**Orientação 1**
Responda a estas perguntas sobre o trecho fornecido:
(a) Desde que data a feira de Frankfurt já começou para alguns escritores brasileiros?
(b) Quantos escritores foram convidados a divulgar sua obra na Alemanha?
(c) Qual editora lançou a antologia junto com a Casa das Culturas do Mundo?

Alemães mostram Brasil aos brasileiros
A 46.ª feira do livro de Frankfurt, Alemanha, que tem o Brasil como tema este ano, só acontece em outubro, mas já começou para alguns escritores brasileiros, desde 27 de abril último.
Por iniciativa de Haus der Kulturen der Welt (Casa das Culturas do Mundo, instituição sediada em Berlim), em parceria com a Câmara Brasileira do Livro, a Biblioteca Nacional do Brasil e o Instituto Goethe, 17 escritoores foram convidados a divulgar sua obra em visitas àquele país.
As atividades incluem leituras de trechos de obras publicadas (em português, com tradução simultânea para o alemão), seminários, simpósios e reuniões de trabalho com escritores alemães, agentes literários e editores, e se encerram no próximo dia 10 de junho.
O programa dividiu os escritores brasileiros, entre romancistas, poetas e autores de literatura infanto-juvenil (note-se a ausência de nomes do teatro), em três grupos que viajam pelas principais cidades alemãs, entre as quais Berlim, Munique, Colômbia e Hamburgo.
Para selar o evento, a Casa das Culturas do Mundo, juntamente com a Editora Babel, de Berlim, lançou em abril a antologia "Nachdenken uber Eine Reise Ohne Ende - Brasilien - Literarisch" (Reflexões sobre uma Viagem Sem Fim - Literatura Brasileira", org. de ute Hernanns e Kurt Scharf), com poemas, contos e ensaios dos autores brasileiros.
O primeiro grupo, composto por seis escritores - Deonísio da Silva, Haroldo Maranhão, Luiz Antônio de Assis Brasil, Luiz Vilela, Marcelo Rubens Paiva, colunista da Folha, e esta articulista que aqui escreve -, esteve na Alemanha em verdadeira rota de colisão.
Explico: conheceram-se, souberam alguns pela primeira vez da existência do outro, diante de um atento público alemão. Era a Alemanha mostrando o Brasil ao Brasil. Afinal, quem conhece Guido Guerra, Suzana Vargas ou João de Jesus Paes Loureiro?
Muito acadêmico ou jornalista da área de cultura desconhecerá metade desses autores. A propósito, foi o que demonstrou, em matéria sobre a feira de Frankfurt, uma das principais revistas brasileiras ("Veja" 25/05/94).
A matéria da revista sequer menciona o evento promovido pela Casa das Culturas do Mundo e a presença do segundo grupo de escritores na Alemanha, naquele momento. Entre eles, Ziraldo, Ana Maria Machado e Ruth Rocha.
Ainda que se discuta o valor, o "peso" literário dos já citados e dos outros escritores do programa e da antologia - afinal, que representatividade terão Domingos Pellegrini, Marina Colasanti e tantos outros? -, o fato é que à Alemanha interessa outra coisa.

**Linhas armazenadas**

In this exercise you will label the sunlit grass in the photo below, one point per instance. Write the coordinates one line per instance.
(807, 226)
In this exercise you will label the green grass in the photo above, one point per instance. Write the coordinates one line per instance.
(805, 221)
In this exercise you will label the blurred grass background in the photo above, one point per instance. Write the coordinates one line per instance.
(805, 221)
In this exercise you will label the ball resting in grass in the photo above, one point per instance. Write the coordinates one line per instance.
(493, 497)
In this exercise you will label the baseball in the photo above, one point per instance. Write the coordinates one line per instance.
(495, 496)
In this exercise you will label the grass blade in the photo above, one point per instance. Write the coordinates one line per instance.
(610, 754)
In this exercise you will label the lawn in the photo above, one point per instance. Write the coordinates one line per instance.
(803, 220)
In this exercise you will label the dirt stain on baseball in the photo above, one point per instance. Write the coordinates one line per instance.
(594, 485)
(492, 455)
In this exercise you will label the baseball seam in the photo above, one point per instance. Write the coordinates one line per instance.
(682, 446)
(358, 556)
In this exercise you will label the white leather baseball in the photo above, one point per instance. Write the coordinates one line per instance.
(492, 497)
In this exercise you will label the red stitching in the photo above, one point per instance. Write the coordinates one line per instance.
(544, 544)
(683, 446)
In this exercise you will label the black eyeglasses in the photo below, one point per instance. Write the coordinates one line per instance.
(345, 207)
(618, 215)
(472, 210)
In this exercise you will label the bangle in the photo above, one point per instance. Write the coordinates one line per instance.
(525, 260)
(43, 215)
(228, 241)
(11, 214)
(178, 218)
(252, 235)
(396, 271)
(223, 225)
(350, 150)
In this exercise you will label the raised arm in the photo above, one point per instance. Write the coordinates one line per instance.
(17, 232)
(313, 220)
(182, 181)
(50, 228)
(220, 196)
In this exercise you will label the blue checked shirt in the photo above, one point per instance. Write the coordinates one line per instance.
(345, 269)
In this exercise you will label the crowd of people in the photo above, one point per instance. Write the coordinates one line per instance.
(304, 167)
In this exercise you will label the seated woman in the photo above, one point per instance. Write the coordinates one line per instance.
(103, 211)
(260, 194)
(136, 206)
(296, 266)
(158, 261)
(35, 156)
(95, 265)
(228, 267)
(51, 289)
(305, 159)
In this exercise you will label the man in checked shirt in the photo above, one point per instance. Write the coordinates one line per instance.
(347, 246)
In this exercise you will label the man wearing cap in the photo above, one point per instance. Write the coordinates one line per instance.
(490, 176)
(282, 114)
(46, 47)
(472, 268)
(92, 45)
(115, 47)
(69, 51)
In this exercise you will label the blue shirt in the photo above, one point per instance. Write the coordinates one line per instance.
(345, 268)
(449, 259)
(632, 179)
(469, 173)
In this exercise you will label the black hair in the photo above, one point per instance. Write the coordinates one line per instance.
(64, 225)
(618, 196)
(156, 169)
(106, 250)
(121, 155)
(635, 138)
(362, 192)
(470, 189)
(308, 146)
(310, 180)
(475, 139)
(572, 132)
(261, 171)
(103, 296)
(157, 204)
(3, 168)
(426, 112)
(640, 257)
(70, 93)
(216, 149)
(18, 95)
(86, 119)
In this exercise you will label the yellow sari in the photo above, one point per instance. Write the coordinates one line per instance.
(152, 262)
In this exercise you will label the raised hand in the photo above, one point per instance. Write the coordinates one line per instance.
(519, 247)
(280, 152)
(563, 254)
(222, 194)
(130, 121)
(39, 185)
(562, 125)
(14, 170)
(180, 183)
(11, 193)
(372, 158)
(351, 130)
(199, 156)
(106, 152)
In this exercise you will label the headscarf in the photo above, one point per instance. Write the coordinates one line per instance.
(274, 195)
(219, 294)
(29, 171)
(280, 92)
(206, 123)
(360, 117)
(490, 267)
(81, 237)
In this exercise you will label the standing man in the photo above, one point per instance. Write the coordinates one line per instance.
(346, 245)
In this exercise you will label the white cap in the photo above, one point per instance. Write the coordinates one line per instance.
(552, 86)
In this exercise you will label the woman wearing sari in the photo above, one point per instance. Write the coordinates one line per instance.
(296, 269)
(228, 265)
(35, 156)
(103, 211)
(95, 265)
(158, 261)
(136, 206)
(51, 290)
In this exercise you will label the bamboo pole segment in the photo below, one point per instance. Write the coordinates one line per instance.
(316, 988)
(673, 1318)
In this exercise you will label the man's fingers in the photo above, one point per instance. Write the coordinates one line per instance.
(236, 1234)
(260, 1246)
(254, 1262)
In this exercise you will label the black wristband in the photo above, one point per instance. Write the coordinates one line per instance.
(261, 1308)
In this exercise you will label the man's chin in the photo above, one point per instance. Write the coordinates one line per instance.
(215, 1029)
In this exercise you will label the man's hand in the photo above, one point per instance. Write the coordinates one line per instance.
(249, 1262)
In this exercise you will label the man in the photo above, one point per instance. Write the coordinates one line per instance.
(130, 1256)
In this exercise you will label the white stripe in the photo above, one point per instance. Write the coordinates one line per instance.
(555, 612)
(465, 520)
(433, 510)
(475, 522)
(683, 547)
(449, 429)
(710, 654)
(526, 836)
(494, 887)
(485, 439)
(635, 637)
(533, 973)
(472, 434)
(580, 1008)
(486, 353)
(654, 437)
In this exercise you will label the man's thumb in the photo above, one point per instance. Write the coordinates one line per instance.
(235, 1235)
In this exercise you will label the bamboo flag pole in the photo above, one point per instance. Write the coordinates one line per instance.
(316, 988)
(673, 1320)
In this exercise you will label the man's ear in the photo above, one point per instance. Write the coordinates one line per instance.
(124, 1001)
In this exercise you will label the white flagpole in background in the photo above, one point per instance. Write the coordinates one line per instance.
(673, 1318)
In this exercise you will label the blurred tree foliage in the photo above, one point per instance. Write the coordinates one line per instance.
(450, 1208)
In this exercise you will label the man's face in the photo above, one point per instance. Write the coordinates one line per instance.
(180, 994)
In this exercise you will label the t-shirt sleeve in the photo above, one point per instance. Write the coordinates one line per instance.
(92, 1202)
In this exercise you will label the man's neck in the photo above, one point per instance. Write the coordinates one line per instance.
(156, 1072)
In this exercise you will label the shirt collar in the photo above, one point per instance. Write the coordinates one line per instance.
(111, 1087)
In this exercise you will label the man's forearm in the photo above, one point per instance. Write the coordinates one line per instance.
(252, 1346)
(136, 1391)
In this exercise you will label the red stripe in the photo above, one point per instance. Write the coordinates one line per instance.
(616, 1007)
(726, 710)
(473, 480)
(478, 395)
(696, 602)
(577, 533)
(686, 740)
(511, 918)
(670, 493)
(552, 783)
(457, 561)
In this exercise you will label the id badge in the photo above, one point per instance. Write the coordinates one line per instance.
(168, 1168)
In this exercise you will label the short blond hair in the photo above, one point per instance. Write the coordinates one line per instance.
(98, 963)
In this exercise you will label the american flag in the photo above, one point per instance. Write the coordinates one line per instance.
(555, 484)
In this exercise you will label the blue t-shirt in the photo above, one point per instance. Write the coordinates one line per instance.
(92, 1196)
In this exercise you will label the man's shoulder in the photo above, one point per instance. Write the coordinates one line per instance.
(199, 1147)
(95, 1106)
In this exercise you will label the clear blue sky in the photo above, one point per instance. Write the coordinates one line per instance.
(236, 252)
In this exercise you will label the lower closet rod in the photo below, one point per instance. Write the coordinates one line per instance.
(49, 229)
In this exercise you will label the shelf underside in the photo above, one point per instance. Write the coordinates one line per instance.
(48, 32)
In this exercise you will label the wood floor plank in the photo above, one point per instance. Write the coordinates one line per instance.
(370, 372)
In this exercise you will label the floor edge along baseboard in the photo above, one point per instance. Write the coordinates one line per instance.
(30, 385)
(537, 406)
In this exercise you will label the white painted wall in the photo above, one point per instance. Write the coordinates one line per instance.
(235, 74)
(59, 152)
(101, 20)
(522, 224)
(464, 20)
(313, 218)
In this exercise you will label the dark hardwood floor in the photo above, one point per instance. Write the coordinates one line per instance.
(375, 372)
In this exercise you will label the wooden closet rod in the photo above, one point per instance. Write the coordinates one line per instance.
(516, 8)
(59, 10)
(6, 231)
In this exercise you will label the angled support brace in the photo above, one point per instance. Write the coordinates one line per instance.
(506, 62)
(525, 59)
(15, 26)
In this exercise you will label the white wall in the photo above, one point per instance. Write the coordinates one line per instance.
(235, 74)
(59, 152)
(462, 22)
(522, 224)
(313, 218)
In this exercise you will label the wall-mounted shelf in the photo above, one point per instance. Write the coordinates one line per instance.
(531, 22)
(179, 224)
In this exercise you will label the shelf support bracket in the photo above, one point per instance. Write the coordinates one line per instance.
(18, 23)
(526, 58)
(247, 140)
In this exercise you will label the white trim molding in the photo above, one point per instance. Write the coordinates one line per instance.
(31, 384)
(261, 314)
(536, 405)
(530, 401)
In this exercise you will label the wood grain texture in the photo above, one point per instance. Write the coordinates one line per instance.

**Orientação 2**
Devolva sem alterações as linhas armazenadas acima, começando na linha que contém "In this exercise you will label the man's chin" e terminando na que contém "(130, 1256)", com ambas incluídas.

**Solução do problema 1**
(a) Desde 27 de abril.
(b) 17 escritores.
(c) A Editora Babel, de Berlim.

**Solução do problema 2**
In this exercise you will label the man's chin in the photo above, one point per instance. Write the coordinates one line per instance.
(215, 1029)
In this exercise you will label the man's hand in the photo above, one point per instance. Write the coordinates one line per instance.
(249, 1262)
In this exercise you will label the man in the photo above, one point per instance. Write the coordinates one line per instance.
(130, 1256)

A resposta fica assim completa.